## DOCUMENT EXTRACT
Dr. Hort also minimizes greatly the element of official authority which appears almost at once in the church by apostolic appointment and delegation. No doubt there was at first an authority allowed – as must always be allowed – to the acknowledged possessors of extraordinary divine gifts, especially to the 'prophets.' But in the period of St. Paul's later activity, when he is facing the future of the church and has apparently ceased to expect an immediate return of Christ, these special gifts retire into the background, while the ordinary functions of government, and administration of the word and sacraments, remain in the position which they are permanently to occupy in the hands of regularly ordained officers.
Dr. Hort deals, as it seems to me, most unreasonably with the pastoral epistles. It is surely arbitrary to dissociate 'the gift which was in Timothy by the laying on of St. Paul's hands,' the gift of power, and love, and discipline; which Timothy is to 'stir up' (2 Tim. i. 6), from that mentioned in the first epistle (iv. 14), 'the gift that is in thee, which was given thee by prophecy, with the laying on of the hands of the presbyters'; and to make the former a 'gift' of merely personal piety. And (even if the 'lay hands suddenly on no man' be interpreted, as Ellicott and Hort would interpret it, of the reception of a penitent) it seems absurd to doubt, in view of what is said about the laying on of hands in ordination of 'the seven' and of the 'evangelist' Timothy, and in view of the place it held generally for conveying spiritual gifts in the Christian Church, that this was the accepted method of ordination in all cases; there being in fact no evidence to the contrary.

## WRITTEN TASK A
Name every individual person mentioned in the passage on Dr. Hort and the pastoral epistles.
## WRITTEN TASK B
Answer these questions from the passage on Dr. Hort and the pastoral epistles.
(i) In the period of St. Paul's later activity, what happens to the special gifts?
(ii) Which two people would interpret "lay hands suddenly on no man" as the reception of a penitent?
(iii) Which chapter and verse of the first epistle are cited for the gift given "by prophecy, with the laying on of the hands of the presbyters"?
## WRITTEN TASK C
Retype the part of the passage on Dr. Hort and the pastoral epistles starting with "Dr. Hort also" and going on through "regularly ordained officers.".

## PROVIDED MATERIAL
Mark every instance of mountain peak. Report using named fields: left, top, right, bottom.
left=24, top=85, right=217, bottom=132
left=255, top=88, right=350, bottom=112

## EXERCISE SOLUTION A
Dr. Hort, St. Paul, Christ, Timothy, Ellicott

## EXERCISE SOLUTION B
(i) They retire into the background.
(ii) Ellicott and Hort.
(iii) iv. 14.

## EXERCISE SOLUTION C
Dr. Hort also minimizes greatly the element of official authority which appears almost at once in the church by apostolic appointment and delegation. No doubt there was at first an authority allowed – as must always be allowed – to the acknowledged possessors of extraordinary divine gifts, especially to the 'prophets.' But in the period of St. Paul's later activity, when he is facing the future of the church and has apparently ceased to expect an immediate return of Christ, these special gifts retire into the background, while the ordinary functions of government, and administration of the word and sacraments, remain in the position which they are permanently to occupy in the hands of regularly ordained officers.